- _PASSAGE SHOWN_:
Ask The Deer Tracker

Posted on February 3, 2015



February Column


Editor’s note: Anyone wishing to send a question for future Ask The Deer Tracker posts can e-mail it to:


 Q I’ve enjoyed reading some of your responses in previous Ask the Deer Tracker posts. I have taken some tips from them as well. I am doing a project for a class and the topic of the project for my discussion is: What are the 5 most essential items needed for an enjoyable deer hunting weekend camping retreat out in the woods? I wanted to have an expert’s opinion on what he or she would bring for such a camping retreat, alongside my own experiences. This will help with non-hunters, campers with no experience, and even veteran hunters such as myself with what to bring for this type of hunt and camp getaway in the woods.     A. V. – Minnetonka, MN
A  Without knowing exactly what it is that your retreat will entail, hunting, site seeing, hiking etc., I will answer this as if it were me heading for the deer hunting shanty located in the back of beyond.


  1. A great attitude. Arriving at camp with preconceived notions, baggage beyond the necessary physical accoutrements, and unrealistic expectations will result in not only a poor experience for you, but will likely taint the experience of the other participants as well.
  2. Plenty of great food. It is amazing how hungry you are when at camp, and equally amazing how much better the food tastes in this environment. Cache more than you think can possibly be consumed, no one wants to think they are reaching for the last piece of pie or drum stick.
  3. A compass. Never leave home without one, even if you have and use a GPS. I don’t know of anyone that relishes the thought of becoming lost, and certainly none of your comrades should have to spend their precious time looking for you.
  4. The proper equipment. Ensure that you have clothing that meets the demands of whatever the weather may bring. Have at least one change should you get wet. If you are hunting, bring an extra rifle or bow and plenty of ammunition. It’s surprising how many times someone’s weapon turns out to be inoperable once they arrive at camp, where there are no gunsmiths available.

- _EXERCISE INSTRUCTIONS_:
**A.** Rewrite the stretch of the deer camp column from "2. Plenty of" through "looking for you.", swapping "drum stick" for "chicken wing".
**B.** Write what comes next in the deer camp column, picking up after its last sentence.

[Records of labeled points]
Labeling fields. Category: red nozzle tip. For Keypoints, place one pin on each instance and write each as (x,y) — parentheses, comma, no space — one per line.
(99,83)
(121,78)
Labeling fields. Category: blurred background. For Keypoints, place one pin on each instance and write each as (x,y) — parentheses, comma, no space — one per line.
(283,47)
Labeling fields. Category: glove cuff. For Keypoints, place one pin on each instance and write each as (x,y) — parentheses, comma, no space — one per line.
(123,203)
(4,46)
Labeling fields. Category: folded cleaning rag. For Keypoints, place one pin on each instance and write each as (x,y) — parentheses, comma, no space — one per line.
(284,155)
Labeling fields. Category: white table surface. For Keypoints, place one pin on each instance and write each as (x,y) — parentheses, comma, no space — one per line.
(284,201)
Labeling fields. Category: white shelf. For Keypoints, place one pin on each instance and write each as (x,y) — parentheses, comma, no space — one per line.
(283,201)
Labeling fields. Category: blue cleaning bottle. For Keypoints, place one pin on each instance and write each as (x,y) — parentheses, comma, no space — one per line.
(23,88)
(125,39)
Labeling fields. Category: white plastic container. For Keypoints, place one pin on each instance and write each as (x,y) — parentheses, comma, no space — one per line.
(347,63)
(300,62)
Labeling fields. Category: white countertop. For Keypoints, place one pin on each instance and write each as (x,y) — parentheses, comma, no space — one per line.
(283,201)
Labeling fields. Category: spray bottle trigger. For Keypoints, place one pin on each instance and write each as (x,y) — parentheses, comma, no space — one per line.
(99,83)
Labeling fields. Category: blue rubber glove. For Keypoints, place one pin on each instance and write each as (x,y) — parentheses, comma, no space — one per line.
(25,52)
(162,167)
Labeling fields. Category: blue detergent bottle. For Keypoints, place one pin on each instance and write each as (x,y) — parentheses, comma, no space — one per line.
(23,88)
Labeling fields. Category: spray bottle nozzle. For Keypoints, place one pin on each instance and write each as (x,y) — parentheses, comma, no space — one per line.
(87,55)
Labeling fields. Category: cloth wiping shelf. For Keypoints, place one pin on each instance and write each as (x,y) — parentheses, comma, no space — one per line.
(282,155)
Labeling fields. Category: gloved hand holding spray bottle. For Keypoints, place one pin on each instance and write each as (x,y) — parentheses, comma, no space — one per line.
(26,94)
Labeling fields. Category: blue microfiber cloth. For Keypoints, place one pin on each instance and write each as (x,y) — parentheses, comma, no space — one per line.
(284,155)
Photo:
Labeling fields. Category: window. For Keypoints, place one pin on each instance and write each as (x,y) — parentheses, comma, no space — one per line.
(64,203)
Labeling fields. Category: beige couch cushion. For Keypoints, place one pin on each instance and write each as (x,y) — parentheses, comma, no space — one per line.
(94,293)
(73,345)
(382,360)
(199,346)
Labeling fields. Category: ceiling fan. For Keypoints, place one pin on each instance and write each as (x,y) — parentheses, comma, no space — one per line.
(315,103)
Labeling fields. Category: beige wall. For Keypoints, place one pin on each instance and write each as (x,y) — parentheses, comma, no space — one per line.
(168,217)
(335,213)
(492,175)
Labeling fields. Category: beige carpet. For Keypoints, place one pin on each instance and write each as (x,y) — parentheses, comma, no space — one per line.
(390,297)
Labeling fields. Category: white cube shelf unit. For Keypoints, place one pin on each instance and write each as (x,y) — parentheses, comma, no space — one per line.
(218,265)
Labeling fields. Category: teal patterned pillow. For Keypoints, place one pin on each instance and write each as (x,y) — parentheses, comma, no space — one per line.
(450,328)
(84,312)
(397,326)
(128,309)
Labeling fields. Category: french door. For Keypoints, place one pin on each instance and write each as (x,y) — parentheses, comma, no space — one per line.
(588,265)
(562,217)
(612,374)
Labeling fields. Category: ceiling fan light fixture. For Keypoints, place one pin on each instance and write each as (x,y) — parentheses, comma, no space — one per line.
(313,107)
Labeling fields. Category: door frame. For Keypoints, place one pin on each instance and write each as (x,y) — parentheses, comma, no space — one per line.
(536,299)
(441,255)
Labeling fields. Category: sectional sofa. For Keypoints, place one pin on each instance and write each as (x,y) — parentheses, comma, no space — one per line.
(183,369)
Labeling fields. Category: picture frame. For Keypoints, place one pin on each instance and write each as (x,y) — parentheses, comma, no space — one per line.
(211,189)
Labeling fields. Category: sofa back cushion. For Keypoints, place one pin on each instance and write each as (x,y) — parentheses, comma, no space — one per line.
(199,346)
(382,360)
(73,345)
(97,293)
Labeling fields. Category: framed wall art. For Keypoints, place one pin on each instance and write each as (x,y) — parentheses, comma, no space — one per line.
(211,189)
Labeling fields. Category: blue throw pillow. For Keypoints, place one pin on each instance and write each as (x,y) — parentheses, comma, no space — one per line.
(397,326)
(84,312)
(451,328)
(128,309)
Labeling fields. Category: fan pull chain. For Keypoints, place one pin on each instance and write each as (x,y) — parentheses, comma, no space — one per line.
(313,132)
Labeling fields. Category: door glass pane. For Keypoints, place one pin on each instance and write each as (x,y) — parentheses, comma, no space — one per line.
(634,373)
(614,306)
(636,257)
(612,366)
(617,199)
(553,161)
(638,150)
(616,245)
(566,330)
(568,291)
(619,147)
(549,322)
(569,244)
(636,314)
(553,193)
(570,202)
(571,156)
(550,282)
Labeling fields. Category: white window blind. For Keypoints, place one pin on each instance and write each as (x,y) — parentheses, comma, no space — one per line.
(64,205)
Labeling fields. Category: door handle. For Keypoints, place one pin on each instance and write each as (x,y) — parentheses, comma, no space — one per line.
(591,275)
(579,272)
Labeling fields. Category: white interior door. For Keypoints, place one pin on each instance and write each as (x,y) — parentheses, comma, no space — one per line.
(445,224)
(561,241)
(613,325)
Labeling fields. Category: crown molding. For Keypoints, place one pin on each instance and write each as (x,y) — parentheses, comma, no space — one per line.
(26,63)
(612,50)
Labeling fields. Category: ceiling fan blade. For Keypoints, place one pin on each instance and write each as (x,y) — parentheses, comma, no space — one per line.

- _ANSWERS TO EACH TASK_:
**A.**
2. Plenty of great food. It is amazing how hungry you are when at camp, and equally amazing how much better the food tastes in this environment. Cache more than you think can possibly be consumed, no one wants to think they are reaching for the last piece of pie or chicken wing.
  3. A compass. Never leave home without one, even if you have and use a GPS. I don’t know of anyone that relishes the thought of becoming lost, and certainly none of your comrades should have to spend their precious time looking for you.

**B.**
  5. Camera. This might seem a luxury to some, but as a professional photographer that never leaves home without one it is essential for me. This will capture those magical moments that will illustrate stories that may be told for years to come.


Q I found a signpost rub in my travels last year and was curious what the best approach to hunting near it would be?             T. B. – Montpelier, VT


A – All buck rubs are used by the maker as a signpost. However, not all rubs are the same, and they are used for different purposes. Generally, a buck that decides to rub a tree will deposit scent from his forehead glands, saliva from licking and fluid that runs out of his preorbital glands located in the corner of his eyes. Therefore, not only is a rub a signpost, but it also acts as a scent-post as well. The location of a rub also seems to help determining if this rub becomes a community bulletin board, used by more than the original artist. A rub that is being used yearly by multiple bucks is a great find. It will be readily visible if this kind of rub is being used extensively. All of the bark will inevitably be removed and the smooth inner layer of the tree will appear polished with no residue sap. Any time I find such a post, and there haven’t been many, there have been multiple trails coming to that rub.



The best approach for hunting around this is to set up within sight of the rub, ensuring that the wind is favorable, blowing your scent away from the approach trails. On days that the wind doesn’t cooperate with your stand placement, you have two options: either don’t hunt that spot or move your stand. If possible, I would have multiple stand locations to allow for any wind direction. The best time to hunt this location would be pre-rut. After that, the next best time would be the seeking phase which occurs approximately five days before the second full moon after the autumn equinox. By the time breeding begins ten or so day’s later, buck sightings at this junction will decline drastically. I once found just such a rub while photographing in the early fall, and before the morning was done I was able to capture five different bucks of varying age rubbing the same tree.

Q I have a number of deer that winter behind my house each year and was wondering what the best food would be should I want to feed them?       C.K. – Bangor, ME


 A Unless you are determined to supplement their diet until spring, I would caution you not to even begin. It is a real commitment once you start doling out food to wintering whitetails; once they are conditioned to come these deer rely on the free handout. I would also caution you to refrain from feeding if there is any kind of a road these deer must cross to get to the food. Many whitetails meet their demise due to automobiles when coming to dine.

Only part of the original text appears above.